(Task prompt)
Pull out every line below that contains the word "query", and copy each one in full without changes.

┌────────

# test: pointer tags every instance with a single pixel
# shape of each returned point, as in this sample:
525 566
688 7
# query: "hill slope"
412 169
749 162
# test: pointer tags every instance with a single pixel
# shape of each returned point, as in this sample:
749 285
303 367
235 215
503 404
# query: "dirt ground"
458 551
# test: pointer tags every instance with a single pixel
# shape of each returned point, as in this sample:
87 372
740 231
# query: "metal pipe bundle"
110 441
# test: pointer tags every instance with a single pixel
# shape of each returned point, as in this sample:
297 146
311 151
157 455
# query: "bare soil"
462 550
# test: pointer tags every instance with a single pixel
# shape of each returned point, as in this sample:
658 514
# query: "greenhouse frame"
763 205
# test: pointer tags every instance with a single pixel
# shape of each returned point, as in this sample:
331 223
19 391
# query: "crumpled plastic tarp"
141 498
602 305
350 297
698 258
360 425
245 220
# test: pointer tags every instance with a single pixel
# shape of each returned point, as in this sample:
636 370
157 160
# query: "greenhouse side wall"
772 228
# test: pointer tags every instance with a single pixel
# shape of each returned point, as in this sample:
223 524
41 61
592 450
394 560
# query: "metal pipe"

└────────

(Task result)
# query: "hill slope"
# query: "dirt ground"
# query: "metal pipe bundle"
# query: "bare soil"
# query: "greenhouse frame"
# query: "crumpled plastic tarp"
# query: "greenhouse side wall"
# query: "metal pipe"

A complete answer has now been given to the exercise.